» **ATIVIDADES**
[1] Segundo o texto fornecido, desde quando a entrada circense do objeto procurado no círculo luminoso aparece em coleções árabes e indianas?
[2] Transcreva do texto fornecido o trecho que começa nas palavras "Esta história –" e termina após "de nossos segredos.".

» **TEXTO FORNECIDO**
----------------------------------------

Estórias

Jean-Claude Carrière

Como as minhocas que, diz-se, fecundam a terra que atravessam cegamente, as histórias passaram de boca em boca e dizem, há muito, o que nada mais pode dizer. Algumas giram e se enrolam dentro de um mesmo povo. Outras, como que feitas de uma matéria sutil, furam as paredes invisíveis que nos separam, ignoram o tempo e o espaço e simplesmente se perpetuam. Assim, esta conhecida entrada circense, onde alguém procura um objeto perdido em um círculo luminoso, não porque o objeto se perdeu naquele local, mas “porque aqui há luz”, encontra-se em coleções árabes e indianas desde o século X, e talvez antes. Notemos de imediato que tem um significado oculto, como o objeto que se procura. Ela nos diz, além do sabor da anedota, que é melhor olhar para a luz. Se não encontrarmos o objeto perdido, podemos encontrar outra coisa; enquanto no escuro não encontraremos nada.

Esta história – como milhares de outras – sobreviveu a guerras, invasões, a destruição de impérios. Suportou os séculos. Percorreu nossas memórias como muitos de nossos segredos.

----------------------------------------

» **EXTRATO DE DADOS**

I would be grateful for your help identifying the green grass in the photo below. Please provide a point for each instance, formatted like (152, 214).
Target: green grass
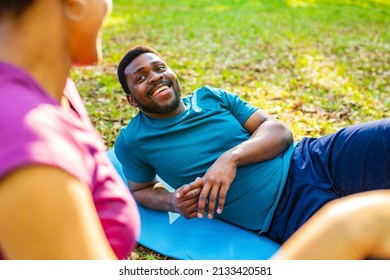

----------------------------------------

» **RESPOSTAS POR TAREFA**
[1] Desde o século X, e talvez antes.

[2]
Esta história – como milhares de outras – sobreviveu a guerras, invasões, a destruição de impérios. Suportou os séculos. Percorreu nossas memórias como muitos de nossos segredos.